- [FRAGMENTO DEL TEXTO]
Entre otras cosas, soy narradora oral. Nunca quise serlo. De hecho, ni siquiera sabía que ese oficio existía. Me convertí en narradora por urgencia. Y como toda historia ocurre en un contexto, necesito contarte algo de mí y del momento en que todo comenzó.
Soy brasileña, psicóloga, curiosa y sensible. Con esas características llegué a la Patagonia chilena hace 18 años. La sensibilidad me hizo enamorarme de un joven sureño; la curiosidad me llevó a descubrir cómo se vive en un territorio de bellos paisajes y clima implacable, especialmente para quien viene de un rincón de Brasil donde siempre es verano.
Una mañana de otoño de 2010, trabajando como psicóloga en un equipo de salud rural, recibí el llamado de Don Luis. La encargada de la posta me avisó que él había solicitado una visita “con urgencia”. Cancelé la agenda y corrí a su casa. Tenía en mis manos su ficha clínica: 86 años, buena salud, sin antecedentes de salud mental. ¿Qué urgencia podía haber?
Don Luis me recibió con amabilidad. Sirvió mate en silencio. Le pregunté por qué me había llamado. Su respuesta fue una frase que jamás olvidaré: “Mire, ya tengo 86 años. Sé que me queda poco tiempo y no me quiero ir sin contar mi historia.”

- [Fragmentos de un conjunto de datos]
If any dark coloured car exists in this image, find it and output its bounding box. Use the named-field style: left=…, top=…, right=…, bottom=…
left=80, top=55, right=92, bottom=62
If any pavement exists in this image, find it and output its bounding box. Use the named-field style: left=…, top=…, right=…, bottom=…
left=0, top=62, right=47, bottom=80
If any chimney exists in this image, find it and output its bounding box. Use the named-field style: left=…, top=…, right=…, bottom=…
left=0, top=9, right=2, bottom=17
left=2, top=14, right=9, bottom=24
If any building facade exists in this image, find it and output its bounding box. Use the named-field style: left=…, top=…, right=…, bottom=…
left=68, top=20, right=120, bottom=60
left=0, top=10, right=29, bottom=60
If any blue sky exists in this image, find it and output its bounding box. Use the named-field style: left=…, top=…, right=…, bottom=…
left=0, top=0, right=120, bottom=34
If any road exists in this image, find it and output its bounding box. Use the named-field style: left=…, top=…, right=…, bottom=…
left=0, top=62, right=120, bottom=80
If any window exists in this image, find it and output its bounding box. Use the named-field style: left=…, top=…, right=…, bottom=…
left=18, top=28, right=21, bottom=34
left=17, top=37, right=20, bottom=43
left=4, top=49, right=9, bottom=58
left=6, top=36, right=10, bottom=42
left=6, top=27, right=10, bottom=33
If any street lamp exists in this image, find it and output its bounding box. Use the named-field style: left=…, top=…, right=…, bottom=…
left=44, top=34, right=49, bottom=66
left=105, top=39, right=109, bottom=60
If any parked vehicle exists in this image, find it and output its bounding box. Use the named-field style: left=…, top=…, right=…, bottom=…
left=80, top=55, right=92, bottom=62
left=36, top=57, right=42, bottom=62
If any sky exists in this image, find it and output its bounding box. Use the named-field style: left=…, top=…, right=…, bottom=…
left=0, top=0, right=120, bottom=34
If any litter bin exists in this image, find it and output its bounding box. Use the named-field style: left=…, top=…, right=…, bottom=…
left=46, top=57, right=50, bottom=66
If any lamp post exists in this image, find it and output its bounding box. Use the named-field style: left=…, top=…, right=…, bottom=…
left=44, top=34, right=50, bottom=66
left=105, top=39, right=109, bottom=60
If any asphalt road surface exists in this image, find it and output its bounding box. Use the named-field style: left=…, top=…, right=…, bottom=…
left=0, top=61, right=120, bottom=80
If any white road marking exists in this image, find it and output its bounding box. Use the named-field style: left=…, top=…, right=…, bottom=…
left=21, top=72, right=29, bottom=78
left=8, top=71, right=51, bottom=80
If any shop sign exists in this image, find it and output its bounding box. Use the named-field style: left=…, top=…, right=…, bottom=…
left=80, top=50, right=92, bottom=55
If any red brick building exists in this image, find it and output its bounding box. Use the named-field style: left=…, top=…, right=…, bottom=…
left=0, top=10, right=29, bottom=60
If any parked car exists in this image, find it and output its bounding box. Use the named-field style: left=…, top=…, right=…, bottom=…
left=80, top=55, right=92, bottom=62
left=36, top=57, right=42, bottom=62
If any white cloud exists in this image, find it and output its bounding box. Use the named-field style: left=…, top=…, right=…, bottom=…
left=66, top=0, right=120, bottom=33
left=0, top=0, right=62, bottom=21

--

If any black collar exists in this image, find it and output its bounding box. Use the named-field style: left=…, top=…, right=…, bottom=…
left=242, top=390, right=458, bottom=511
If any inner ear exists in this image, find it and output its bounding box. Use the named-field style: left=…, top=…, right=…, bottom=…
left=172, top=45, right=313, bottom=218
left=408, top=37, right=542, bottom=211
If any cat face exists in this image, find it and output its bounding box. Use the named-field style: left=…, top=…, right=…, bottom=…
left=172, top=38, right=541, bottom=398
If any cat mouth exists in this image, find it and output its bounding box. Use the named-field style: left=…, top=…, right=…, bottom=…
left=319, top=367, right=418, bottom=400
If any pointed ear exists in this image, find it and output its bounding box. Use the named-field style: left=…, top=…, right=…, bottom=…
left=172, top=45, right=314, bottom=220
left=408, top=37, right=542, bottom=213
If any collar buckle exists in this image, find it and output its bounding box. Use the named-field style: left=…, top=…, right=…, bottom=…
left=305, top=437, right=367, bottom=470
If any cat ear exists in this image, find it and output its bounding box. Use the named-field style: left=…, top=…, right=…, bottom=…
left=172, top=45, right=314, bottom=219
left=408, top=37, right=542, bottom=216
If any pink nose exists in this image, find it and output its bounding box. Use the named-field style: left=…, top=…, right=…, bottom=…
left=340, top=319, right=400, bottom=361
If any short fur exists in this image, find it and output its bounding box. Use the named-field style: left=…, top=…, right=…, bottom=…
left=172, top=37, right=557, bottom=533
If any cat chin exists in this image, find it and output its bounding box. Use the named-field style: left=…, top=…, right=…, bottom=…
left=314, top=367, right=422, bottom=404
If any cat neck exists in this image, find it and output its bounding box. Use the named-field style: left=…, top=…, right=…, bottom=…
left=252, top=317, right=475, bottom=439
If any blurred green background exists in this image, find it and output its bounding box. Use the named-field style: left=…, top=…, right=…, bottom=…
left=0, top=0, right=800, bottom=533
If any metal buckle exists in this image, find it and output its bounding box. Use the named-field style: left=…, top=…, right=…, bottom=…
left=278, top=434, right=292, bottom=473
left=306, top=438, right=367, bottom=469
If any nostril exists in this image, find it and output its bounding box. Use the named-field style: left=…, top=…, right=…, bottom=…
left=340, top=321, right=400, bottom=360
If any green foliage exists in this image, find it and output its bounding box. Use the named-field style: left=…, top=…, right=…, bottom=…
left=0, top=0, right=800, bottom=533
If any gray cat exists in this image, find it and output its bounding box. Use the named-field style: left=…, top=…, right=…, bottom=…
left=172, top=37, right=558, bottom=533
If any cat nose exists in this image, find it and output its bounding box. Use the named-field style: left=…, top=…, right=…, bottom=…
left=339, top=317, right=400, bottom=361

* * *

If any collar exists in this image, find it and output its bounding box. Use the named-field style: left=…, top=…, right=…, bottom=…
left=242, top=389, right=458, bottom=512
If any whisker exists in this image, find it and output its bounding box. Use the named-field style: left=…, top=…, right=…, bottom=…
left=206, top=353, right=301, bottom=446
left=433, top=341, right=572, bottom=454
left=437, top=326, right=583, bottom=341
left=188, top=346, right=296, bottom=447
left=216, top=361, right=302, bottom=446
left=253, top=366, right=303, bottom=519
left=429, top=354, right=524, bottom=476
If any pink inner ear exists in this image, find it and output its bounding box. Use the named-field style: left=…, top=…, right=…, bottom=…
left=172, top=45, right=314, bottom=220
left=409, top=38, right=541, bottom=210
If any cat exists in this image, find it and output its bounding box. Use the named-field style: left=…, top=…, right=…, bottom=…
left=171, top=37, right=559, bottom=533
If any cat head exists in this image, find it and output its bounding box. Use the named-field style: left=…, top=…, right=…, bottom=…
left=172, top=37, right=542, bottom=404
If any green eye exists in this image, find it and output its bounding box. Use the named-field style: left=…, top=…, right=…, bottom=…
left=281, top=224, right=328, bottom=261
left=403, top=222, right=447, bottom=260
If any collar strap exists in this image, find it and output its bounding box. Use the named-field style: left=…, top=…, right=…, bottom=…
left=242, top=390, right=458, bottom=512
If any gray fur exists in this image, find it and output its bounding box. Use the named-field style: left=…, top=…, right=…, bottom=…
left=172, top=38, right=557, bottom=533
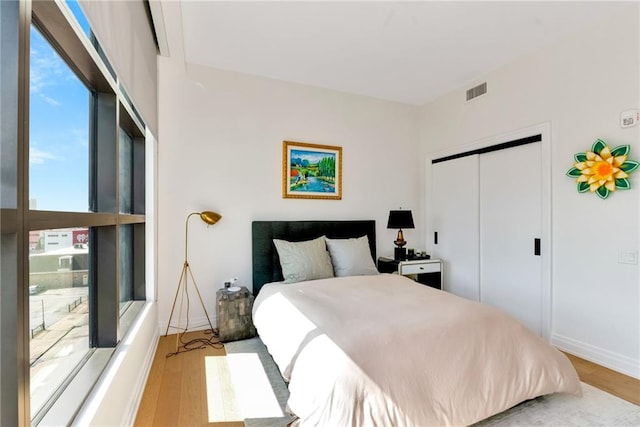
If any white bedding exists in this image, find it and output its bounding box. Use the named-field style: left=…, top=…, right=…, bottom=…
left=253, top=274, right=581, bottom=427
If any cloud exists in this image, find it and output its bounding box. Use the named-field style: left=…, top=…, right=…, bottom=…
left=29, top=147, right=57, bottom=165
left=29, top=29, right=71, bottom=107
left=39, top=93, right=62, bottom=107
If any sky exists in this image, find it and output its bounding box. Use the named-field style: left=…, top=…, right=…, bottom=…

- [TAREAS]
1. Responde según el relato de la narradora oral:
(a) ¿Hace cuántos años llegó a la Patagonia chilena?
(b) ¿En qué trabajaba la mañana de otoño de 2010?
(c) ¿Qué edad tenía Don Luis?
2. Escribe lo que sigue en el relato de la narradora oral, a partir de su última frase.

- [RESPUESTAS]
1.
(a) Hace 18 años.
(b) Como psicóloga en un equipo de salud rural.
(c) 86 años.

2.
No supe qué hacer. Su pedido no encajaba en ningún protocolo clínico. Viendo mi desconcierto, él mismo tomó la iniciativa: “Abre tu cuaderno y apunta”, dijo. Anoté palabras sueltas: su niñez en el norte de Chile, la juventud en el puerto de Valparaíso, el amor que lo llevó a la Patagonia, las hijas adultas, la viudez, la soledad inevitable del final. Me lo contaba emocionado, con brillo en la piel, como quien sabe que ha vivido una vida digna de ser recordada. Yo sabía que había más, una vida entera no cabe en una mañana. Le pregunté por qué quería contarme todo eso. Me miró con seriedad y dijo: “No quiero que la gente joven pierda tiempo con lo que no es importante.”
Ese fue mi llamado a la aventura, como diría Joseph Campbell. Un hombre sesenta años mayor que yo me mostraba que, al final, el bien más valioso que nos queda es nuestra propia historia. Pero también me reveló algo más profundo: mi trabajo como psicóloga debía ser abrir espacio a las historias, antes de que se disuelvan en el olvido.
En 2012, durante un viaje a Argentina, encontré la narración oral. Vi un afiche de un taller y asistí a la clase siguiente. Bastaron quince minutos de juegos narrativos para entender que allí estaba la segunda parte de la misión que don Luis me había entregado. Escuchar y resguardar las historias es fundamental, pero también lo es compartirlas. Porque hay un puente, un tejido que se construye con otros cuando contamos cuentos. Ya no quería ser solo guardadora de secretos en la clínica. Quería contribuir a construir puentes.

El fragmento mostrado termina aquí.